**Aim:** Copy the records below from the line containing "Short-answer question: In the image above, the silver" through the end of the records, swapping "white appliance" for "white cabinet" and leaving everything else unchanged.

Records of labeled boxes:
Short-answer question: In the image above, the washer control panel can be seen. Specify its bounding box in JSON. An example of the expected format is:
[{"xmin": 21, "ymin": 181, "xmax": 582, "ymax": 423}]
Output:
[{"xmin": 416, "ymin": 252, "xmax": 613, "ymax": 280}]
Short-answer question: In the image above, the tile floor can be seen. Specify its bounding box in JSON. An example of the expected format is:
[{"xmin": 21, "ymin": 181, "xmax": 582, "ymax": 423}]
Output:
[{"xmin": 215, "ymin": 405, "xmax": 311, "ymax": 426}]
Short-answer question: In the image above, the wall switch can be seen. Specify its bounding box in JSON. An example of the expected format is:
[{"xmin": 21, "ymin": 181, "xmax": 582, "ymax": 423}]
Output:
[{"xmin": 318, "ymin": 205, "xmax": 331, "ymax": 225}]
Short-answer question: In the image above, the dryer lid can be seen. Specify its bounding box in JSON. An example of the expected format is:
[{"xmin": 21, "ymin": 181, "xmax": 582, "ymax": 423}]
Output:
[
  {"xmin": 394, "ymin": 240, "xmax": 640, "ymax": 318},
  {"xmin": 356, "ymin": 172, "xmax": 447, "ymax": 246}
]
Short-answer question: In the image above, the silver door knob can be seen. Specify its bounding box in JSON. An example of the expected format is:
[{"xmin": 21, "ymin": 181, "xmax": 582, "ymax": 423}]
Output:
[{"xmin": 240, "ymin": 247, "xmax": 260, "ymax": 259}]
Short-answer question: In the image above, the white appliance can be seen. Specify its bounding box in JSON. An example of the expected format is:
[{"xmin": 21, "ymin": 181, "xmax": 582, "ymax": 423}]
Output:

**Task answer:**
Short-answer question: In the image above, the silver door knob can be seen. Specify its bounding box in JSON. An example of the expected format is:
[{"xmin": 21, "ymin": 181, "xmax": 582, "ymax": 423}]
Output:
[{"xmin": 240, "ymin": 247, "xmax": 260, "ymax": 259}]
Short-answer question: In the image above, the white cabinet can be seen. Specify its bounding box in JSON. An example of the expected format is:
[{"xmin": 21, "ymin": 181, "xmax": 582, "ymax": 423}]
Output:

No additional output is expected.